### Exercise input

____

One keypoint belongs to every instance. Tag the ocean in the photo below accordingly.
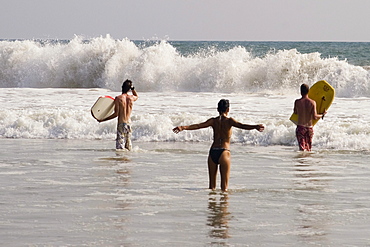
(62, 183)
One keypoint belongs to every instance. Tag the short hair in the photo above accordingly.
(126, 86)
(223, 104)
(304, 89)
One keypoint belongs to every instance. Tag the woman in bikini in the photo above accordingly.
(219, 154)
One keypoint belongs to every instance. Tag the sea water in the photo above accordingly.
(62, 183)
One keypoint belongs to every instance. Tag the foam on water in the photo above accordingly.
(65, 114)
(158, 66)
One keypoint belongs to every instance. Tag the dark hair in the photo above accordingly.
(223, 105)
(126, 86)
(304, 89)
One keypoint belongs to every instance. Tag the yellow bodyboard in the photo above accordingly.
(321, 92)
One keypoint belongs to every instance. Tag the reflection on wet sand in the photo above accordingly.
(218, 215)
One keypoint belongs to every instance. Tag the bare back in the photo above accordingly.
(221, 132)
(123, 107)
(306, 110)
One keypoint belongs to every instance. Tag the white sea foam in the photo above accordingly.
(105, 62)
(65, 114)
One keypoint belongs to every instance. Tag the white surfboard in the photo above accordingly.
(103, 107)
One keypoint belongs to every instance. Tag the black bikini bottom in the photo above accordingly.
(216, 153)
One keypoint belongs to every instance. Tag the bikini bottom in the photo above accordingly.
(216, 153)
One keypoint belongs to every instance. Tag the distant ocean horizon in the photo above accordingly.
(194, 66)
(63, 183)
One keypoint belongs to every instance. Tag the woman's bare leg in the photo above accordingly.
(225, 163)
(212, 172)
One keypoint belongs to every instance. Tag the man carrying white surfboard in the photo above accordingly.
(305, 108)
(122, 110)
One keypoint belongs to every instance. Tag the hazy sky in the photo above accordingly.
(250, 20)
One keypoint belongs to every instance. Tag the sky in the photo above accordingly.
(219, 20)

____

### What is required
For this exercise, the answer is the lines from the one containing "One keypoint belongs to every instance. Tag the hazy" through the end of the listing above, reproduced exactly.

### Solution
One keypoint belongs to every instance. Tag the hazy sky in the photo above accordingly.
(250, 20)
One keypoint belongs to every instance. Tag the sky in the photo above accordingly.
(219, 20)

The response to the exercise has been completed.